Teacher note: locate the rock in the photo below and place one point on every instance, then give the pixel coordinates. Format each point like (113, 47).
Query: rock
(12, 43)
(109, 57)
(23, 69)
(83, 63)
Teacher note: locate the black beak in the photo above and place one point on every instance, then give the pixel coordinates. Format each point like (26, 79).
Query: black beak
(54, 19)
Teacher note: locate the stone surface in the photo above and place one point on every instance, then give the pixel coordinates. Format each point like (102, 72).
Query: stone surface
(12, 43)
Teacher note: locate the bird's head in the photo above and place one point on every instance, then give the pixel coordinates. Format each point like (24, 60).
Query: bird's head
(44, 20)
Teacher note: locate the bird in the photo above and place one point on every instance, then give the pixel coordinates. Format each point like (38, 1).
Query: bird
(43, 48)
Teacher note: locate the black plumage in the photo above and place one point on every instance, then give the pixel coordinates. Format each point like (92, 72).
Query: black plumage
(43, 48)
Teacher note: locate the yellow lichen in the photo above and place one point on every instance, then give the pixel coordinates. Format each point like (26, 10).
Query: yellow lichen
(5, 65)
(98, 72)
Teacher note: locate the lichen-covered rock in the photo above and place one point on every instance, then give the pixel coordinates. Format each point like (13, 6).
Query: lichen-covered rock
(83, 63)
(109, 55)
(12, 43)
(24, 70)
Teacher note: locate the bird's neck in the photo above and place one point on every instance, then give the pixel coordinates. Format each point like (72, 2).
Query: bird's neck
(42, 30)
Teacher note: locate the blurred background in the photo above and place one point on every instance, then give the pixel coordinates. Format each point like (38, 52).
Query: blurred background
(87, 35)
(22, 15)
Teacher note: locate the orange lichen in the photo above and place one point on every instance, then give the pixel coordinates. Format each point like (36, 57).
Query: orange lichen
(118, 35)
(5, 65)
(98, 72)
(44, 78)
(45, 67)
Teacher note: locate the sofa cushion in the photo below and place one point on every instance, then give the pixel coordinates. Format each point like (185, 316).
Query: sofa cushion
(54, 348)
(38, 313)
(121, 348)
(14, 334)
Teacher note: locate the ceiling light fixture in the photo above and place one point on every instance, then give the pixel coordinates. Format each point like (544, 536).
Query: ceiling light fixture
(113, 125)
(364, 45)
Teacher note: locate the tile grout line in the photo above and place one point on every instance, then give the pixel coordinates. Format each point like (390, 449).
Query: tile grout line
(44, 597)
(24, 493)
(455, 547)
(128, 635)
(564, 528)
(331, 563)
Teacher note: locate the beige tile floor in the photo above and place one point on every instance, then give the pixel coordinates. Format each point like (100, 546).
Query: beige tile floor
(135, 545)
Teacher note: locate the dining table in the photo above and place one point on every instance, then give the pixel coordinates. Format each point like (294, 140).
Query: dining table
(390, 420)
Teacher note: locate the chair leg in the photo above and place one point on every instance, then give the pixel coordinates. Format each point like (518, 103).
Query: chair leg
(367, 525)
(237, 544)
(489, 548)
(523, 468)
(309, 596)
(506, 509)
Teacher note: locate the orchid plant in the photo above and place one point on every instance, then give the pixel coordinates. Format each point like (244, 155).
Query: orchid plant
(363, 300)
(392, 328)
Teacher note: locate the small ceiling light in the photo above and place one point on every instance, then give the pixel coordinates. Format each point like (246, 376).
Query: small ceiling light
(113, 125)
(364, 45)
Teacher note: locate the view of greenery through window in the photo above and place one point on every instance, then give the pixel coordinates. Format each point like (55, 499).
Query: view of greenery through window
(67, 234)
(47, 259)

§ The task:
Only the lines above that include the word "below" belong in the answer; copy each one.

§ Task output:
Teacher note: locate the rock in the photo below and place one point on every instance, then give the pixel coordinates. Format each point like (113, 47).
Teacher note: locate the sofa cushion in the photo below and place one point on every instance, then give the pixel coordinates. Format each point like (185, 316).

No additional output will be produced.